### What is needed
Render the material below as a JSON list of strings, one string per line with blank lines omitted, starting with the line that contains "Expected: for every instance of the bed, the" and continuing through the line that contains "241], [436, 256]]". Include both of these lines and no others.

[start of Records supplied]

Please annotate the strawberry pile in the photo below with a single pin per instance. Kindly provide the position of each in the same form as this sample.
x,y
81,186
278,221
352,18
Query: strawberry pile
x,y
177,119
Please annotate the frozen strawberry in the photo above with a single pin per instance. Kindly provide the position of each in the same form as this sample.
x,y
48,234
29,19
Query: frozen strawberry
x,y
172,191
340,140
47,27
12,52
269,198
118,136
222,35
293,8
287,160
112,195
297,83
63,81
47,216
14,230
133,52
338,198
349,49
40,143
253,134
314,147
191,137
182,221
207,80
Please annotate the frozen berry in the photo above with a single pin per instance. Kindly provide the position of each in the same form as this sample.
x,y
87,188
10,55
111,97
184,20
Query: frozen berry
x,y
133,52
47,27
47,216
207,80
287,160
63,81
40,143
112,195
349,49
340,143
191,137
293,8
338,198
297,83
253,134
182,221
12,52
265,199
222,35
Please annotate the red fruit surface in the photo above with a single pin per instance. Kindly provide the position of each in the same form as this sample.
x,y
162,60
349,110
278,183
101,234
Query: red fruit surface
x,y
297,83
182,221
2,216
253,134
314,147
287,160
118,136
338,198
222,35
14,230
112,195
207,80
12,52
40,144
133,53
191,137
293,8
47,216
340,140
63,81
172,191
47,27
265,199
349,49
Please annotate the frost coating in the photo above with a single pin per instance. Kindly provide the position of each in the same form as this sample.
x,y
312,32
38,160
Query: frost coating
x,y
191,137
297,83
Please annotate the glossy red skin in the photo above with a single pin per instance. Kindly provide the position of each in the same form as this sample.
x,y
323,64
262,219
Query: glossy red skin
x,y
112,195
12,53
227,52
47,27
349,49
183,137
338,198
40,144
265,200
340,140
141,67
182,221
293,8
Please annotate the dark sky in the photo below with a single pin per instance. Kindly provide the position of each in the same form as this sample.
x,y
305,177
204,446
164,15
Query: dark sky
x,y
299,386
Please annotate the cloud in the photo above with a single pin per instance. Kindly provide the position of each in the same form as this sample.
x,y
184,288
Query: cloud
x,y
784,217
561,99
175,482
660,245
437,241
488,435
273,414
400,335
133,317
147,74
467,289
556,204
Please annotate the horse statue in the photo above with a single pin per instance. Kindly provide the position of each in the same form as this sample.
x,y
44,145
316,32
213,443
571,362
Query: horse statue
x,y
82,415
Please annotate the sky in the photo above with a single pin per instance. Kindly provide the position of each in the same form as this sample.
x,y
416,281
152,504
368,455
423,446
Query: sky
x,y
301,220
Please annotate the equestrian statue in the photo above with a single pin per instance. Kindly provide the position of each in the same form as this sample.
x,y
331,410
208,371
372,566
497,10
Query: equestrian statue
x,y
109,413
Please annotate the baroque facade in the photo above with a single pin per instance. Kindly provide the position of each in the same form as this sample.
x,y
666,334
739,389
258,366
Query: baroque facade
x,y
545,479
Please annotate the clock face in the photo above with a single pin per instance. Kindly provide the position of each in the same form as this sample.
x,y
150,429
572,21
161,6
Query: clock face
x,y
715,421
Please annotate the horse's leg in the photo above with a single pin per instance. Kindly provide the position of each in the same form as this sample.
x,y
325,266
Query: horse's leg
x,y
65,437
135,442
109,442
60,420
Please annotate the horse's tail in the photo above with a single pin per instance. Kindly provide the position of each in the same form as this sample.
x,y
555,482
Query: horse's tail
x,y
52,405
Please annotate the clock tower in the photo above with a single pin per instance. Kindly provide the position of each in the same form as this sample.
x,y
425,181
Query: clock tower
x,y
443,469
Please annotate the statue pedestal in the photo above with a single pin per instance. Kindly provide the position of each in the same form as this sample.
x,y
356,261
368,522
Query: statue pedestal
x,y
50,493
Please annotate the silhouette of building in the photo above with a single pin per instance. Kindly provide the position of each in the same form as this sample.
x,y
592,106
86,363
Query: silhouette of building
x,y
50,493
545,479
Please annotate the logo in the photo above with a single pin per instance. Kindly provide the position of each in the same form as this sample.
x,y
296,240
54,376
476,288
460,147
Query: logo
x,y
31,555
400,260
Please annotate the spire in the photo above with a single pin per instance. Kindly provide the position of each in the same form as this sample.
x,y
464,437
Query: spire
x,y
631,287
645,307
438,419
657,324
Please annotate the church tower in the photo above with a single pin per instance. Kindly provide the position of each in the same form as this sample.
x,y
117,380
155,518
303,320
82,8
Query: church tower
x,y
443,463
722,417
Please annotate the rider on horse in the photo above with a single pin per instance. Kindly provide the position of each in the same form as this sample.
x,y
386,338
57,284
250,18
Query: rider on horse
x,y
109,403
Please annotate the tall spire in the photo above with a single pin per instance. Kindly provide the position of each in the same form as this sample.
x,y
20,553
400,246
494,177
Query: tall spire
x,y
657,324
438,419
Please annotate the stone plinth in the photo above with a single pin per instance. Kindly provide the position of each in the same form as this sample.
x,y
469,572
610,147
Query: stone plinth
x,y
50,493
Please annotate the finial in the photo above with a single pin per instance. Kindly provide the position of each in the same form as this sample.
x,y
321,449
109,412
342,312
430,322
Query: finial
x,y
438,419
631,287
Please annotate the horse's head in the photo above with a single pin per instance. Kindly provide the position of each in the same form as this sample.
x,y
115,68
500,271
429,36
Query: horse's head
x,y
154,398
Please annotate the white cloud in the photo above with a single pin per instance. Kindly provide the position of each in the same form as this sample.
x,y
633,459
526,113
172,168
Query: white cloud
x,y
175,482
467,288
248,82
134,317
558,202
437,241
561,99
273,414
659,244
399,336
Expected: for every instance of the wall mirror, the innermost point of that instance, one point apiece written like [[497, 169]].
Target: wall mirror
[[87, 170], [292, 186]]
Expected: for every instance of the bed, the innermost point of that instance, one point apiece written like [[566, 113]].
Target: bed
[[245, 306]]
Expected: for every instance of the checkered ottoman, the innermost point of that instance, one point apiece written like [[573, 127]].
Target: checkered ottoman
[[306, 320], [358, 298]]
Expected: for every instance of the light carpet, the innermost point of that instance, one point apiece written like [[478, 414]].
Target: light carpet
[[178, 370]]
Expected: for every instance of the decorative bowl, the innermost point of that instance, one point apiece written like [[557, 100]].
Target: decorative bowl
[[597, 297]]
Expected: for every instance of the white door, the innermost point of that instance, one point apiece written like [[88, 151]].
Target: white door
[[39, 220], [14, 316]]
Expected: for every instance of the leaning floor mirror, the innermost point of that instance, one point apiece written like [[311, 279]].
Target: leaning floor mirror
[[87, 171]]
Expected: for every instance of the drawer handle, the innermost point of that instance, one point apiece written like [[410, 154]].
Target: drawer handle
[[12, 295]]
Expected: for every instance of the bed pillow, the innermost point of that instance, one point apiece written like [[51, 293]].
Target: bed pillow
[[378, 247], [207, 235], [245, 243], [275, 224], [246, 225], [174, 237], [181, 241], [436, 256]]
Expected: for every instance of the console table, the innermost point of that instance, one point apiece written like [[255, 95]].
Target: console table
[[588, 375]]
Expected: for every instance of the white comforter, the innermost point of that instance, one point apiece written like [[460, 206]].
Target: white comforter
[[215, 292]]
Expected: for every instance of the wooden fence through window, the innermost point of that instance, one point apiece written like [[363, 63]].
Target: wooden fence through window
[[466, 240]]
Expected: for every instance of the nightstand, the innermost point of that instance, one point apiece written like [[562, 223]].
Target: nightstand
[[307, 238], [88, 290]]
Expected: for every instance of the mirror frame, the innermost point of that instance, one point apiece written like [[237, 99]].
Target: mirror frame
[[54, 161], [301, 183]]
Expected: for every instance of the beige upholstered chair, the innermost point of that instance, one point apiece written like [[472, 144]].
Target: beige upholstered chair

[end of Records supplied]

### Finished task
[
  "Expected: for every instance of the bed, the innermost point of that instance, one point apiece written like [[566, 113]].",
  "Target: bed",
  "[[245, 306]]",
  "Expected: for every instance of the checkered ottoman, the innermost point of that instance, one point apiece written like [[573, 127]].",
  "Target: checkered ottoman",
  "[[306, 320], [358, 298]]",
  "Expected: for every instance of the light carpet, the innermost point of that instance, one point apiece written like [[478, 414]].",
  "Target: light carpet",
  "[[178, 370]]",
  "Expected: for every instance of the decorative bowl, the innermost point of that instance, one point apiece written like [[557, 100]].",
  "Target: decorative bowl",
  "[[597, 297]]",
  "Expected: for every instance of the white door, the innermost point of that instance, one point apiece written like [[88, 151]].",
  "Target: white door",
  "[[39, 220], [14, 316]]",
  "Expected: for every instance of the leaning floor mirror, the innermost point of that instance, one point apiece written like [[311, 279]].",
  "Target: leaning floor mirror",
  "[[87, 171]]",
  "Expected: for every instance of the drawer handle, the innermost point of that instance, one point apiece written like [[410, 154]].",
  "Target: drawer handle",
  "[[12, 295]]",
  "Expected: for every instance of the bed pillow, the innermost point of that instance, one point apiece written like [[51, 293]].",
  "Target: bed pillow",
  "[[378, 247], [207, 235], [245, 243], [275, 224], [246, 225], [174, 237], [181, 241], [436, 256]]"
]